* _Written exercise_
Which lines below contain the word "snow"? Copy each of them in full.

* _Provided information_
— Begin —

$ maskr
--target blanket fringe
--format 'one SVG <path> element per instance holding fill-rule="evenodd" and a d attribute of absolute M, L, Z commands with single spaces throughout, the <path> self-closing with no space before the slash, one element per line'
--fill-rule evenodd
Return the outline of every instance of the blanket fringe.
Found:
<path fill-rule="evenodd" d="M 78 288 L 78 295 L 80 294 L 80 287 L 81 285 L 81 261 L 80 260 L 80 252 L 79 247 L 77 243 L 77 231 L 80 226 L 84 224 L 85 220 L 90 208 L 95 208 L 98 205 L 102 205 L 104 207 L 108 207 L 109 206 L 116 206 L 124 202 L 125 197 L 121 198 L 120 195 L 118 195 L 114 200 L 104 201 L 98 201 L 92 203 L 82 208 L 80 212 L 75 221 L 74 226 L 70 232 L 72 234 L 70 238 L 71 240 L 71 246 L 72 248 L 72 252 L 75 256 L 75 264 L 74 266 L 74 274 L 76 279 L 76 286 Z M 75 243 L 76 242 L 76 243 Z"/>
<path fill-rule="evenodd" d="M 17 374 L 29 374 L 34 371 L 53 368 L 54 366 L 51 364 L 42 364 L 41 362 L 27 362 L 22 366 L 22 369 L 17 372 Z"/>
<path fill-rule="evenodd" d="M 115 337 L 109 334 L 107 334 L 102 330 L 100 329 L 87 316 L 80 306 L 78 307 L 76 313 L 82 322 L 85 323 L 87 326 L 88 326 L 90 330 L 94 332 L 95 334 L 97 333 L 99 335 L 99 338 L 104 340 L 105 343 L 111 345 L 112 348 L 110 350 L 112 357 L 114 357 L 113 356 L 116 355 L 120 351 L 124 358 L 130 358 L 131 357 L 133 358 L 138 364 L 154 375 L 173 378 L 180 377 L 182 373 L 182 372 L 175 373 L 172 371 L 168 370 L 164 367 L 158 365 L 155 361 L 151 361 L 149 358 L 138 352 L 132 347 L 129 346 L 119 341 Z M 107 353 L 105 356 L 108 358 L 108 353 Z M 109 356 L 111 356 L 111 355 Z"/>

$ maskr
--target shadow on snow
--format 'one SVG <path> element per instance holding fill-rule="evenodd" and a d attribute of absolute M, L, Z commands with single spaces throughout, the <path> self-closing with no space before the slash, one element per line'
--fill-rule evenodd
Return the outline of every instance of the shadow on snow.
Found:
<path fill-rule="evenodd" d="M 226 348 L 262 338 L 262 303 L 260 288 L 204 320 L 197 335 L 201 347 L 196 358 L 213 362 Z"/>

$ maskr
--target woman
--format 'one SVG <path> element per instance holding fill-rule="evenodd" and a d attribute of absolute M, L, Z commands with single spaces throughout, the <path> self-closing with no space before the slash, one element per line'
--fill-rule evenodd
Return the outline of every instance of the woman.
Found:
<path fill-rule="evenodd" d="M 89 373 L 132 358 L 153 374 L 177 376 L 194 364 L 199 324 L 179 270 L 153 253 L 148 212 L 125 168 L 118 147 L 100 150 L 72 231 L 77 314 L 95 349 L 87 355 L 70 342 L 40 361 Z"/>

— End —

* _Reply to the task_
--target shadow on snow
Return the outline of every instance of the shadow on snow.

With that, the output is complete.